"""

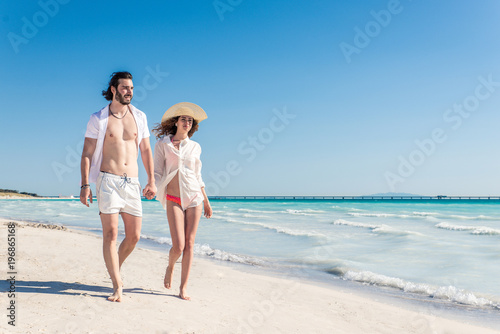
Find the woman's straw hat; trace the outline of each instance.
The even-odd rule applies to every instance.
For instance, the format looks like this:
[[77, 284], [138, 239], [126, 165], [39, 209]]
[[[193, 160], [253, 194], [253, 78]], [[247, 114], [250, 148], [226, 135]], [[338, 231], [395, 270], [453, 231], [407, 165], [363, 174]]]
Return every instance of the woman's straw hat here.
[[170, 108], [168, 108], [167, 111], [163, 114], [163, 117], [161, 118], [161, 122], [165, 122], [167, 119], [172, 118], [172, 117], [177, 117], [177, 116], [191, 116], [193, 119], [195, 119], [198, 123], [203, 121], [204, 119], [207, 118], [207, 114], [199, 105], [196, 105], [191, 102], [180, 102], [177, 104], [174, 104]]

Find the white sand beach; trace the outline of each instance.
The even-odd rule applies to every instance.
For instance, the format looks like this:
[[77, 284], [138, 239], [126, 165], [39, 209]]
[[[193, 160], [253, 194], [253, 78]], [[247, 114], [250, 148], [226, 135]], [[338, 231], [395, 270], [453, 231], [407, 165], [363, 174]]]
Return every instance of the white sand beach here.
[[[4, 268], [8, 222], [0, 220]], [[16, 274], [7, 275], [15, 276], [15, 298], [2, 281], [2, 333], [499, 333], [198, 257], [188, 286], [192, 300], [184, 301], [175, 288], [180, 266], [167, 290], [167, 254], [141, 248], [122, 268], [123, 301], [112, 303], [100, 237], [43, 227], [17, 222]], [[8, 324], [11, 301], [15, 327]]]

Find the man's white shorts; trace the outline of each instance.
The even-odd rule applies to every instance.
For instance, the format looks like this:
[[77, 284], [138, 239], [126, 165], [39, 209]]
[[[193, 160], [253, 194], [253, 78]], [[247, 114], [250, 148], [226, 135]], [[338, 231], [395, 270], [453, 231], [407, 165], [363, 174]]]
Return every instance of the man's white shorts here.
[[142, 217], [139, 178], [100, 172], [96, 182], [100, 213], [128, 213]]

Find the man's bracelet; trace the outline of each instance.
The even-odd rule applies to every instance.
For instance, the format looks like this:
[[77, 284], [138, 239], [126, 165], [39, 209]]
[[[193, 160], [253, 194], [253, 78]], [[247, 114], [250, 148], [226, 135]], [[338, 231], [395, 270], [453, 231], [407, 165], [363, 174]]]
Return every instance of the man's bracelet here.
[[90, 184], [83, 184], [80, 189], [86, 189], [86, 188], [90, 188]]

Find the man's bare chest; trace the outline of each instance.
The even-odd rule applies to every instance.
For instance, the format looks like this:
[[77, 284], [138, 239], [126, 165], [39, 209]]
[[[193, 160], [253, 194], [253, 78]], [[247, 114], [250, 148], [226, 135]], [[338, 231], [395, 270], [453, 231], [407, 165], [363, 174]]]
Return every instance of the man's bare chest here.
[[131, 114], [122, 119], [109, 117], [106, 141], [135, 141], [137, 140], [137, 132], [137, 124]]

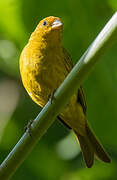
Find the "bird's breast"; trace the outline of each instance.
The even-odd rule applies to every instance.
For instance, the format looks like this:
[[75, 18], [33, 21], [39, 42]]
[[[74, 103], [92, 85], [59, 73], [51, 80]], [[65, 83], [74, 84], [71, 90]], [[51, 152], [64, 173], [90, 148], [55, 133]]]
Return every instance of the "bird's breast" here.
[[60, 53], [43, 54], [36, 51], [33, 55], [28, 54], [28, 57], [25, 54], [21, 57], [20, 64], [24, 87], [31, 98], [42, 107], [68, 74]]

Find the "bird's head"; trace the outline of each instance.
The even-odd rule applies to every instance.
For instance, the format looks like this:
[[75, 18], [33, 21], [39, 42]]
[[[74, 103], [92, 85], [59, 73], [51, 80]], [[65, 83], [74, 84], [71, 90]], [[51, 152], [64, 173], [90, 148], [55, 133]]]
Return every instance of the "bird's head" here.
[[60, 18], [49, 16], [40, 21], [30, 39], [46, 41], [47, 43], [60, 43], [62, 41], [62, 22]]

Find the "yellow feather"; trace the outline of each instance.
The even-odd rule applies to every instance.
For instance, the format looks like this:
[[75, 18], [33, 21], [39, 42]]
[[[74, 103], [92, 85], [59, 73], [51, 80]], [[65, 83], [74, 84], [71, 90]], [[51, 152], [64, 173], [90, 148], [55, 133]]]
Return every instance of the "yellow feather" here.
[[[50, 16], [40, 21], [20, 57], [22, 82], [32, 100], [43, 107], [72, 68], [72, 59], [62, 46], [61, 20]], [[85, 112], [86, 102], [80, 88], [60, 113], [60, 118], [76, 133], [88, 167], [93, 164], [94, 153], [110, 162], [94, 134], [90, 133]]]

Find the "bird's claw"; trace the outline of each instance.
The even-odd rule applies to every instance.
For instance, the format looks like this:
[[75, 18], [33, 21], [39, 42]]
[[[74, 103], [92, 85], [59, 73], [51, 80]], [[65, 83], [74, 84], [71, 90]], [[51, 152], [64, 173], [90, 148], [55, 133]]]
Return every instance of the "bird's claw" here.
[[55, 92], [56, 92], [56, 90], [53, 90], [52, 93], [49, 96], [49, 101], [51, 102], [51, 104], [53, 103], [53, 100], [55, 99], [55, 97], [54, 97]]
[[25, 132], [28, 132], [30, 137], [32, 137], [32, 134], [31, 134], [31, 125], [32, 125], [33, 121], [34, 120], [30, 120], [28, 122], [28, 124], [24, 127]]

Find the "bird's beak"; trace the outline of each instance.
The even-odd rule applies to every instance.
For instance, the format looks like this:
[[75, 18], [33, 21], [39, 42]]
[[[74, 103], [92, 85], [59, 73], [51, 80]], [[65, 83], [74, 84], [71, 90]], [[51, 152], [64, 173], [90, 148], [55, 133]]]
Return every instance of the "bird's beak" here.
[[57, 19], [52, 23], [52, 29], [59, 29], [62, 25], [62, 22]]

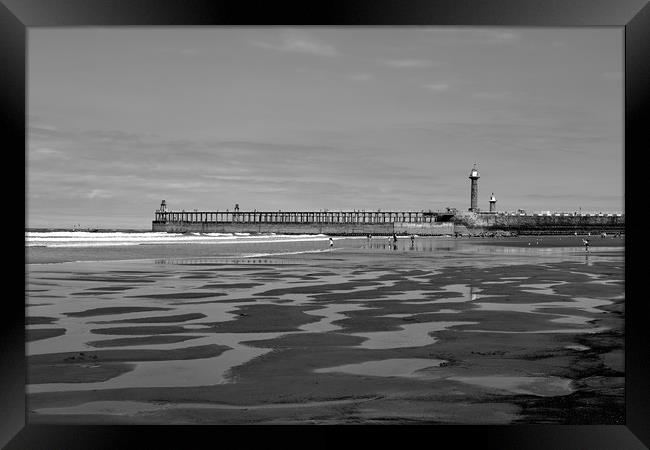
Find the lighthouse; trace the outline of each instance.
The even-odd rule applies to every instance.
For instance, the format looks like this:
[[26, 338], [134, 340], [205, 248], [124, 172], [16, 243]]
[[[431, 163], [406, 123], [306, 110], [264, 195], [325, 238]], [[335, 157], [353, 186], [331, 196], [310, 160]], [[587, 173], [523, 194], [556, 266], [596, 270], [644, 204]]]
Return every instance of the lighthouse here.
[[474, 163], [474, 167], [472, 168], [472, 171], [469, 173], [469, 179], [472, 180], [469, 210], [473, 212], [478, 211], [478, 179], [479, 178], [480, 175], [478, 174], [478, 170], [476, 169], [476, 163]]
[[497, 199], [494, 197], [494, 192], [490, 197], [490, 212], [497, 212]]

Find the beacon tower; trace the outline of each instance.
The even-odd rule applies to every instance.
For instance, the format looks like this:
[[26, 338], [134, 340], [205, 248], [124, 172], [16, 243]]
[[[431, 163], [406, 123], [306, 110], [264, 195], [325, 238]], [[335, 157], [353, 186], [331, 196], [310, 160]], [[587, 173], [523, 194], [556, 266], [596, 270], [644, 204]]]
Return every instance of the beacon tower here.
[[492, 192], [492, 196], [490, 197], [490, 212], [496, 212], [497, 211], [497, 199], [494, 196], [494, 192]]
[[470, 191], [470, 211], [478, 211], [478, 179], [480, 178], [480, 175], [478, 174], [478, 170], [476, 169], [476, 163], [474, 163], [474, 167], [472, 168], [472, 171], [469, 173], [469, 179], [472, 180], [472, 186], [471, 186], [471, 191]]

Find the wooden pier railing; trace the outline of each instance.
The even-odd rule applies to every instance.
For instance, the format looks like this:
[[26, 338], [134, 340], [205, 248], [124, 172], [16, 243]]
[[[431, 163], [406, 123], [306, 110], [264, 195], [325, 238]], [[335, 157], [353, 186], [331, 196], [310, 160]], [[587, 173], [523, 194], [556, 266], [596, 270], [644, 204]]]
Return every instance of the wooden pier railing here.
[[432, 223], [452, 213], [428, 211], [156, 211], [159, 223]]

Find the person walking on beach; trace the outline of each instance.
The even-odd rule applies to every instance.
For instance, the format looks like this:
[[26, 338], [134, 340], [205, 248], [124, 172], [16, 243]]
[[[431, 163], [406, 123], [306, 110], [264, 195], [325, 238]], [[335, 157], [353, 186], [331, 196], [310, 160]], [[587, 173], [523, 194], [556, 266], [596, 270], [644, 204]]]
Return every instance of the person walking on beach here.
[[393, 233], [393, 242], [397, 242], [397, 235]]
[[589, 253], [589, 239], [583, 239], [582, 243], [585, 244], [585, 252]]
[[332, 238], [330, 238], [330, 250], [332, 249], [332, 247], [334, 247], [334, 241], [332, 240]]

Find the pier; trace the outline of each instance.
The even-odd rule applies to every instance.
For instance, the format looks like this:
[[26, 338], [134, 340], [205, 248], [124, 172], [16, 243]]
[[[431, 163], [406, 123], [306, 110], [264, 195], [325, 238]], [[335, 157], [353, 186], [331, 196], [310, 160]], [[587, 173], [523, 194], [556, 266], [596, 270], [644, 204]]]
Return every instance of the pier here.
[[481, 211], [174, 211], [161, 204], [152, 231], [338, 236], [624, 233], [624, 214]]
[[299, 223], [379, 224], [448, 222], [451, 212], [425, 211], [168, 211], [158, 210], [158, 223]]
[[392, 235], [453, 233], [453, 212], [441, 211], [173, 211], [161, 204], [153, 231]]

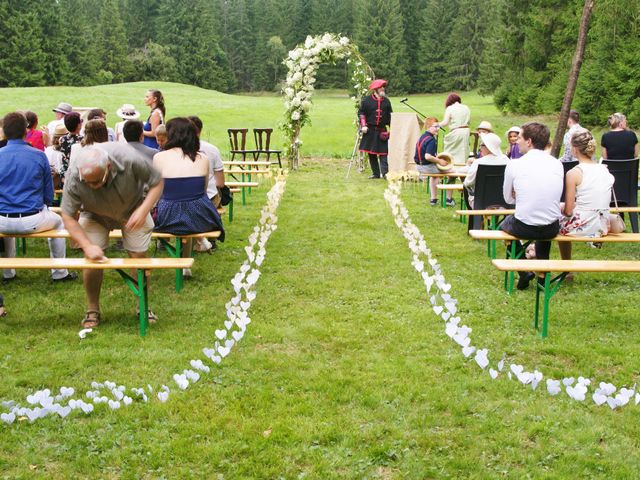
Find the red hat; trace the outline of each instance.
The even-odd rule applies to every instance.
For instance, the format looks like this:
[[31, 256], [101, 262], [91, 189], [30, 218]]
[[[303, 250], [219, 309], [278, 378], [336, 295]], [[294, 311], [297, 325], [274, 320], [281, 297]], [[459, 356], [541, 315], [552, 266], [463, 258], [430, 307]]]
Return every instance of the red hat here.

"""

Your instructions:
Your copy should start at the line with "Return every instance of the wooden", stop at the last line of the listing above, match exactly, and contain no pictures.

Solved exercise:
Return every instance of the wooden pier railing here.
[[432, 223], [452, 213], [428, 211], [156, 211], [159, 223]]

Find the person walking on beach; trace the outline of each instance.
The even-odd rule applies to every instance.
For instance, the format looks like this:
[[26, 338], [134, 340], [205, 248], [124, 172], [16, 243]]
[[[431, 163], [406, 123], [306, 110], [264, 195], [325, 238]], [[335, 157], [353, 186], [331, 196], [310, 160]], [[587, 173], [523, 194], [556, 266], [596, 270], [644, 204]]]
Return every instance of the person walking on beach here.
[[393, 233], [393, 242], [397, 242], [397, 235]]
[[589, 253], [589, 239], [583, 239], [582, 243], [585, 244], [585, 252]]
[[332, 238], [330, 238], [330, 250], [332, 249], [332, 247], [334, 247], [334, 241], [332, 240]]

Find the pier; trace the outline of each instance.
The even-odd rule applies to every instance.
For instance, the format looks like this:
[[26, 338], [134, 340], [205, 248], [124, 172], [16, 243]]
[[[431, 163], [406, 123], [306, 110], [264, 195], [325, 238]], [[335, 157], [353, 186], [331, 196], [310, 160]], [[587, 173], [523, 194], [556, 266], [596, 270], [644, 204]]]
Return every instance of the pier here.
[[481, 211], [174, 211], [161, 204], [152, 231], [338, 236], [624, 233], [624, 214]]
[[299, 223], [379, 224], [448, 222], [451, 212], [425, 211], [168, 211], [158, 210], [158, 223]]
[[392, 235], [453, 233], [453, 212], [441, 211], [173, 211], [161, 204], [153, 231]]

Find the red hat; trace the outline of each instance.
The even-odd rule applies to every instance.
For instance, the format looks like this:
[[31, 256], [101, 262], [91, 189], [30, 218]]
[[[303, 250], [219, 309], [278, 378], [336, 295]], [[294, 311], [297, 325], [274, 320], [281, 297]], [[459, 356], [541, 315], [552, 266], [463, 258], [430, 307]]]
Return every instance of the red hat here.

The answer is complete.